» **Requirement**:
Transcribe the rows below, starting at the line that contains "of the chair" and ending at the line that contains "<point>314,173</point>", both included.

» **Provided entries**:
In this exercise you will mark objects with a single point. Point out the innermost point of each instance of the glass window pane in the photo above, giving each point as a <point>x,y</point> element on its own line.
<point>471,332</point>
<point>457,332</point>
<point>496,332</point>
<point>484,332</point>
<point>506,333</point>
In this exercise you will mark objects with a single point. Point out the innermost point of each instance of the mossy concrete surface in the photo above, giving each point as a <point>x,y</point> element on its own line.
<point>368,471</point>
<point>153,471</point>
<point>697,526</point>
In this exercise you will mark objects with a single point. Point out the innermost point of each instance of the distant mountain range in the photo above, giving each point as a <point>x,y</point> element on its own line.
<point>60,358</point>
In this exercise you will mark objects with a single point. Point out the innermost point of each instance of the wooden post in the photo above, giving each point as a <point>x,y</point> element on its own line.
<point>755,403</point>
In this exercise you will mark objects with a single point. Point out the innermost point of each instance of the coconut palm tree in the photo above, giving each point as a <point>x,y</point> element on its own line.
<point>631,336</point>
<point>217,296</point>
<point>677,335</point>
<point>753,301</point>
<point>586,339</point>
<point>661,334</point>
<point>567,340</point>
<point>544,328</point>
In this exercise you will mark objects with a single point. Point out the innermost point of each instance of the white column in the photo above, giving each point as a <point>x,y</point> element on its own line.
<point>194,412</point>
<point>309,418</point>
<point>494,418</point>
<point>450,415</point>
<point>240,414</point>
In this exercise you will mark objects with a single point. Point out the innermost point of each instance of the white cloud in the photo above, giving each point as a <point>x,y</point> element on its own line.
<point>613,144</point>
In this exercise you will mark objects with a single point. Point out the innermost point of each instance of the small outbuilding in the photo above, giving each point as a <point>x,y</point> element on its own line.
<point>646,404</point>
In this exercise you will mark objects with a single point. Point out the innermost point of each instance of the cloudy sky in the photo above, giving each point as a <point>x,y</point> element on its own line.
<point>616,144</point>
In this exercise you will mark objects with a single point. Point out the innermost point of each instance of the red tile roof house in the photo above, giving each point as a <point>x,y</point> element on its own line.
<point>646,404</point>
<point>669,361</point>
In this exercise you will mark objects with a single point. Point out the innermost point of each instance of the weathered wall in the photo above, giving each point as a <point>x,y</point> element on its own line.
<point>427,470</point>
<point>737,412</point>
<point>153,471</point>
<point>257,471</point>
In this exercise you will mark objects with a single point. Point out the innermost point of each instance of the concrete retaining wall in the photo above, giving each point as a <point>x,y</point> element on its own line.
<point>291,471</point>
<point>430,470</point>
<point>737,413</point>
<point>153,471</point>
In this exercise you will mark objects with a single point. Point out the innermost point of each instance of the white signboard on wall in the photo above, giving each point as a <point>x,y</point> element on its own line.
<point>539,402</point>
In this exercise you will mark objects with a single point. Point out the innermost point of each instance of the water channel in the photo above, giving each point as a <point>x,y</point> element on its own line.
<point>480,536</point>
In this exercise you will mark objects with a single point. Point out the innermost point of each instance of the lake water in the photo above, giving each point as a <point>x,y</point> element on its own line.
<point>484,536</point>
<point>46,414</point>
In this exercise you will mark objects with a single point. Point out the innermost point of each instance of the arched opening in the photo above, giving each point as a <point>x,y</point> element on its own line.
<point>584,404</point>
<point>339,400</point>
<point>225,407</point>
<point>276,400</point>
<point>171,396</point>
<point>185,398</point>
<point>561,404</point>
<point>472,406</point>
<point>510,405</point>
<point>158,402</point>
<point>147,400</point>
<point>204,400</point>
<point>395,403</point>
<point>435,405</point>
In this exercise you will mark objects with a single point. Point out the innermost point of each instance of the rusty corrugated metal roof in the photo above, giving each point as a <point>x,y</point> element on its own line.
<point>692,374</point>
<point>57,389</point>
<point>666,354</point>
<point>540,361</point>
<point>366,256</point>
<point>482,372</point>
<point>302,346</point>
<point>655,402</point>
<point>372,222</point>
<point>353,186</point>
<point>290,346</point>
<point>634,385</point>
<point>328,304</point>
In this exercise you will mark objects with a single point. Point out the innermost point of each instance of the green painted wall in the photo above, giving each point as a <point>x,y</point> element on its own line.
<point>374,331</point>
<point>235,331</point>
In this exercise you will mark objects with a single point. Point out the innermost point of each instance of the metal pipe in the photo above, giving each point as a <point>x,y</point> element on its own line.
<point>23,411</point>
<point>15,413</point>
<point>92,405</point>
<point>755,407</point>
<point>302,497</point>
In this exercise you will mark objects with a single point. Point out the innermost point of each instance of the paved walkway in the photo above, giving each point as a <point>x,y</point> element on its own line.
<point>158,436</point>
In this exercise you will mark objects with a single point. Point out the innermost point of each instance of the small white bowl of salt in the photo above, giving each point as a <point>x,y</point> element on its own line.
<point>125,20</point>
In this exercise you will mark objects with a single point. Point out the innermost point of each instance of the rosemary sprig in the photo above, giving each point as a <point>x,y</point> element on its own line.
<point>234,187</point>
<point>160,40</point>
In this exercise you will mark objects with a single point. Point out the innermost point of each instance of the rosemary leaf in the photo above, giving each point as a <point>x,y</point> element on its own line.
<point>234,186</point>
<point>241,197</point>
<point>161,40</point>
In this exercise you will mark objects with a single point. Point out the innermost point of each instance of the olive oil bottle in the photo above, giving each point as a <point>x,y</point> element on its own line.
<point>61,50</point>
* * *
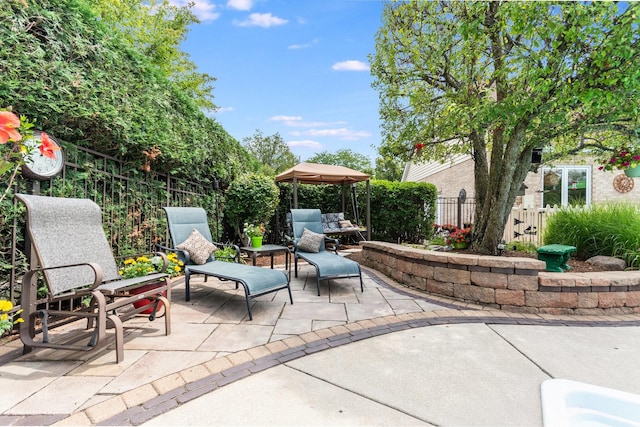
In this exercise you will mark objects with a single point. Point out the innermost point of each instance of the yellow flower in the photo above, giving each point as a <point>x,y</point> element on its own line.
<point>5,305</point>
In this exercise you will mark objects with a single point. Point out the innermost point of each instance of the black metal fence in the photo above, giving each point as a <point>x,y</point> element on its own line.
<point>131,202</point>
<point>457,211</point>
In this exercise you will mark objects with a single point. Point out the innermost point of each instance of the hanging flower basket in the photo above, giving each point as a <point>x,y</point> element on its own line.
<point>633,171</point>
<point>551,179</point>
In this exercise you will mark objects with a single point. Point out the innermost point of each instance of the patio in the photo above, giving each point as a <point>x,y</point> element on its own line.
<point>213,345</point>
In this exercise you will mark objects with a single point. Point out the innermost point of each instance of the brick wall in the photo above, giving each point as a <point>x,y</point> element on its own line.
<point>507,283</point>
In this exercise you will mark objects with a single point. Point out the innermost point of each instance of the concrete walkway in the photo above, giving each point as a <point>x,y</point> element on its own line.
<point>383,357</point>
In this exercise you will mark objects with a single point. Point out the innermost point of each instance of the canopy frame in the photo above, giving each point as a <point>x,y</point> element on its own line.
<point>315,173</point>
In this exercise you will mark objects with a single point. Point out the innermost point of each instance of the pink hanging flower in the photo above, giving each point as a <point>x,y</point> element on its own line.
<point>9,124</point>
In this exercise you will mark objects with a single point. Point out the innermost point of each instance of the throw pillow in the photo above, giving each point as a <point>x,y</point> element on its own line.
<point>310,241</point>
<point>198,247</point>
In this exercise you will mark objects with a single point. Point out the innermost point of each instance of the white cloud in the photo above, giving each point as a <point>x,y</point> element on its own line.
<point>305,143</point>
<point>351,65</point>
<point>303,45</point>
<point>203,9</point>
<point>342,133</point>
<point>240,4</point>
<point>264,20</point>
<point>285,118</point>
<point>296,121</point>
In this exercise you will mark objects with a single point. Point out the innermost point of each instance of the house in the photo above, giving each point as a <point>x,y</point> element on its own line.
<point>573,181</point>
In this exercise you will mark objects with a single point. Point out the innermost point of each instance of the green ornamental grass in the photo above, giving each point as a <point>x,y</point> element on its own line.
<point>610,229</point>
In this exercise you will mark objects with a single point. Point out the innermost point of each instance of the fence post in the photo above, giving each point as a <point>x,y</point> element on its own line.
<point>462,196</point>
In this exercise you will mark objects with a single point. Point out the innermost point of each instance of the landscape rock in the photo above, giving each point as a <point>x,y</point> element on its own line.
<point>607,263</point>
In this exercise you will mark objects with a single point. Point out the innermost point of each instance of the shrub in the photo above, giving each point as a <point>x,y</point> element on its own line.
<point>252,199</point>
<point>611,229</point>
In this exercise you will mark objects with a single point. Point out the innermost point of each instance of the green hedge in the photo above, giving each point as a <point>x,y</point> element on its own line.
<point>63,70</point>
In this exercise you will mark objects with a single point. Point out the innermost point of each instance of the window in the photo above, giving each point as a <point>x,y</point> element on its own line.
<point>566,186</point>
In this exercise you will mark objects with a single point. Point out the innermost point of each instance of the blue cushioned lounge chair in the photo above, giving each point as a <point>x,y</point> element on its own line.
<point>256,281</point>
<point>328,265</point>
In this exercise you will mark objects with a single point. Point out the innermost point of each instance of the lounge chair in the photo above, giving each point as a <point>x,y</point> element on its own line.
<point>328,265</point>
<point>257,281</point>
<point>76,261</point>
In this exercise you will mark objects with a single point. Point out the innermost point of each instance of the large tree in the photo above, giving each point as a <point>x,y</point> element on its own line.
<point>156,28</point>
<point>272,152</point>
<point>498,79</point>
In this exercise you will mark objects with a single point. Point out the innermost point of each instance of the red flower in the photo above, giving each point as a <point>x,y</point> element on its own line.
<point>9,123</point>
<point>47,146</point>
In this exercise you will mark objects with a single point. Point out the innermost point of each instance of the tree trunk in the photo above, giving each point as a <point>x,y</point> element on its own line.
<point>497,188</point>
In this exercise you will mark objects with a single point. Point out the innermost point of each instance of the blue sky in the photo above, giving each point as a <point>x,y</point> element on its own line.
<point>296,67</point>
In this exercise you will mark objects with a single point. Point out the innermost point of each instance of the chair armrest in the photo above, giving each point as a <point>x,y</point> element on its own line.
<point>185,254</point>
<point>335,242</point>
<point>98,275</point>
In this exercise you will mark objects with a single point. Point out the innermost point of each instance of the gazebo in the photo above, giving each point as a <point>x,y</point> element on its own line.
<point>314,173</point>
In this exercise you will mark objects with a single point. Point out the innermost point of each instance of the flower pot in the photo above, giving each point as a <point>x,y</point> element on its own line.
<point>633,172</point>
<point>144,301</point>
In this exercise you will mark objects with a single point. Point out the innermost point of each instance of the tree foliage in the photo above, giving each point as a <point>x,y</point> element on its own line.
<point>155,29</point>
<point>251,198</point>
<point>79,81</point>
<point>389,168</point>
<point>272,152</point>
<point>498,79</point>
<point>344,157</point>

» **Task answer**:
In this exercise you will mark objects with a single point. Point out the innermost point of each instance of the chair armrest in the photo above, giving each point as a <point>x,y</point> element on its own line.
<point>185,254</point>
<point>335,242</point>
<point>98,275</point>
In this exercise you will mark objects with a single point. Point out the innermost point of each instance of the gazebo in the photo above, giving each point as a <point>x,y</point> element on its own line.
<point>314,173</point>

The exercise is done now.